Can you lay out the records below as a JSON list of strings, one per line, with blank lines and the pictures left out?

» **DATA LISTING**:
=-=-=
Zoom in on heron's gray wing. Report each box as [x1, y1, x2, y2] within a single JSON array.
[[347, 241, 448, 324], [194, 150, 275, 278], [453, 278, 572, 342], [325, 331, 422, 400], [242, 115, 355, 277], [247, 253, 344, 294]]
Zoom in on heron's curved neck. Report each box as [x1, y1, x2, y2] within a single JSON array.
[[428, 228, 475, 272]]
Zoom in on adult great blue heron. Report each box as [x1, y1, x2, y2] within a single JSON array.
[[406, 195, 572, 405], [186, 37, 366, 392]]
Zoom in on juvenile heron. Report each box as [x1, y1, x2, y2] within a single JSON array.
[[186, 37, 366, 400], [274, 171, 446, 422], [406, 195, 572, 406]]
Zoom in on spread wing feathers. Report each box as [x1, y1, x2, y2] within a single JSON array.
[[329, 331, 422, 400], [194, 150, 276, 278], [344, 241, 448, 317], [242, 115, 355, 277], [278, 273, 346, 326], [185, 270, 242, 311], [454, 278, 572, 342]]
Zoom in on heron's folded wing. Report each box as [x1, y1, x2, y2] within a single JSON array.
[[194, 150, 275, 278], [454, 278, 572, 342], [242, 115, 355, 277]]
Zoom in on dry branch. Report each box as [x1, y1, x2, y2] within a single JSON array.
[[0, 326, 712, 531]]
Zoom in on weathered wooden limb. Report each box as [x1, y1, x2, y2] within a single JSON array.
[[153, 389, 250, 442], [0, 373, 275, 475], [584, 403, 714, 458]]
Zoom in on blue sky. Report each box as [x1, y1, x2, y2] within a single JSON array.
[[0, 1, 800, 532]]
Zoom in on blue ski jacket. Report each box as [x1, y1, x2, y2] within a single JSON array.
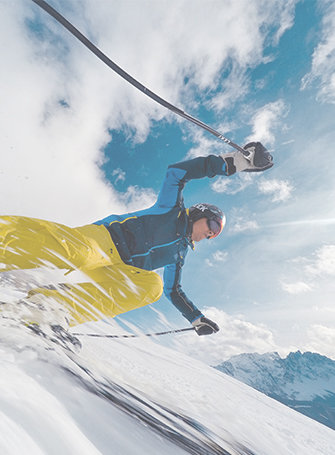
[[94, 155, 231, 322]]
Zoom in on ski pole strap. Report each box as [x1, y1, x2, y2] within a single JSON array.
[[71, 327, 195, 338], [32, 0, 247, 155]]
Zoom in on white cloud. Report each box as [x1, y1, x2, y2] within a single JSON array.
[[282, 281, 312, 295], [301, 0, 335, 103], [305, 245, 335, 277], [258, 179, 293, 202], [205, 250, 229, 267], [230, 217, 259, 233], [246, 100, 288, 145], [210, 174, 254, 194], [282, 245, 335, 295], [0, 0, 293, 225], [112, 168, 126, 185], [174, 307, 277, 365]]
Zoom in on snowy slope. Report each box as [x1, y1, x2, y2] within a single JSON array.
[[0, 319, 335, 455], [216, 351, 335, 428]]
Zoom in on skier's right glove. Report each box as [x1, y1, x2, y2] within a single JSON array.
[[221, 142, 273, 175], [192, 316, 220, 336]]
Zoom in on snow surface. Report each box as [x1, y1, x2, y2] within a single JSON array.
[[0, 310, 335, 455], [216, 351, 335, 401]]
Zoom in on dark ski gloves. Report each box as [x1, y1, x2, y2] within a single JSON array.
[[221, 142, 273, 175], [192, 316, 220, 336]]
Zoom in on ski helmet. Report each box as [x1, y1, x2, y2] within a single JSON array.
=-=-=
» **CORRECT ANSWER**:
[
  "Zoom in on heron's gray wing. Report each box as [x1, y1, x2, y2] within a single JSON array.",
  "[[347, 241, 448, 324], [194, 150, 275, 278], [453, 278, 572, 342], [325, 331, 422, 400], [242, 115, 355, 277], [247, 253, 344, 294]]",
  "Zoom in on heron's curved neck. Report each box as [x1, y1, x2, y2] within a single JSON array.",
  "[[428, 228, 475, 272]]",
  "Zoom in on adult great blue heron. Report each box as [x1, y1, x2, y2] within a single JSON array.",
  "[[406, 195, 572, 405], [186, 37, 366, 392]]",
  "Zoom in on juvenile heron. Report each box as [x1, y1, x2, y2] within a single JSON array.",
  "[[186, 37, 366, 400], [274, 171, 446, 422], [406, 195, 572, 406]]",
  "Zoom in on spread wing feathers. Report each box as [x1, y1, x2, y2] within a single JSON array.",
  "[[329, 331, 422, 400], [194, 150, 276, 278], [344, 241, 448, 317], [242, 115, 355, 277], [278, 273, 346, 326], [185, 270, 242, 311], [454, 278, 572, 342]]",
  "Zoom in on heron's folded wing. Report each box as [x1, y1, x2, y2] within a single JSON array.",
  "[[194, 150, 275, 278], [454, 278, 572, 342], [242, 115, 355, 277]]",
  "Zoom in on dry branch. Report each box as [x1, y1, x2, y2] within a single JSON array.",
  "[[0, 326, 712, 531]]",
  "Zoom in on weathered wooden limb. Report each box as [x1, y1, x2, y2] within a single JSON array.",
  "[[153, 389, 250, 442], [0, 373, 275, 475], [584, 403, 714, 458]]",
  "Zoom in on blue sky. Report each box as [x1, y1, x2, y2] within a single JSON array.",
  "[[0, 1, 800, 532]]",
  "Zoom in on blue ski jacket. Report each box as [x1, y1, x2, y2] within a single JSON array.",
  "[[94, 155, 231, 322]]",
  "Zoom in on ski pole strap. Report each box as [x1, y1, x2, y2] within a single JSON array.",
  "[[71, 327, 195, 338], [32, 0, 247, 155]]",
  "Zoom in on white cloud. Report each box as [x1, y1, x2, y2] within a single JSON array.",
  "[[282, 281, 312, 295], [301, 0, 335, 103], [305, 245, 335, 277], [258, 179, 293, 202], [205, 250, 229, 267], [230, 217, 259, 233], [246, 100, 288, 145], [210, 174, 254, 194], [282, 245, 335, 295], [0, 0, 293, 225], [112, 168, 126, 185], [174, 307, 277, 365]]",
  "Zoom in on snowy slope. Report each box as [x1, y1, x2, y2] within a single JSON array.",
  "[[0, 319, 335, 455], [216, 351, 335, 428]]",
  "Zoom in on skier's right glove. Report each box as [x1, y1, x2, y2] within a single JSON array.",
  "[[221, 142, 273, 175], [192, 316, 220, 336]]",
  "Zoom in on snow surface. Report each box as [x1, y1, x2, y2] within a single JSON array.",
  "[[0, 310, 335, 455], [216, 351, 335, 401]]",
  "Zoom in on dark ski gloves. Report each box as [x1, y1, x2, y2] within a single JSON array.",
  "[[221, 142, 273, 175], [192, 316, 220, 336]]",
  "Zoom in on ski helmet. Report each box as [x1, y1, x2, y2] within a single JSON array."
]